→ Phrase grounding data
****************************************

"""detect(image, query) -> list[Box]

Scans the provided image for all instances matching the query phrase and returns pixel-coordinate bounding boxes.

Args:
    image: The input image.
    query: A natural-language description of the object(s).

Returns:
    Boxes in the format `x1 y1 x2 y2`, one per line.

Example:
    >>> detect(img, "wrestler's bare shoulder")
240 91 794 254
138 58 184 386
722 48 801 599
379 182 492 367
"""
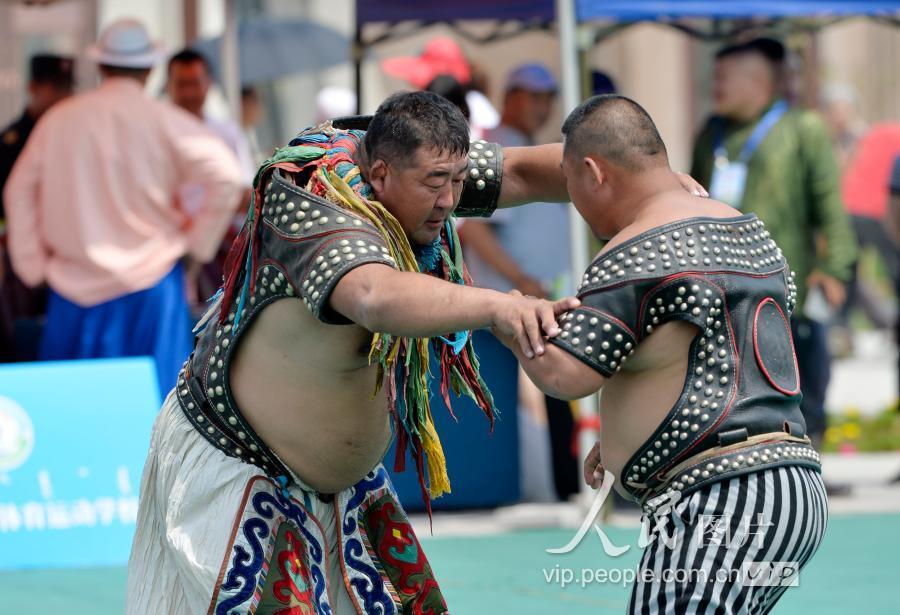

****************************************

→ TASK GOAL
Send back every record exactly as it stands, except the pictures.

→ EXERCISE SOLUTION
"""detect(image, query) -> list[Box]

Scans the provided image for all instances matching the query phrase and returns pixel-coordinate bounding boxes.

Args:
    image: The input image.
    query: A natural-language description of the object(s).

Returns:
    Boxes in the format `x1 y1 x2 y2`, one per line.

Example:
    >>> detect(img, "wrestler's bare shoulder")
240 91 794 254
138 58 184 386
722 48 801 599
379 182 492 367
"""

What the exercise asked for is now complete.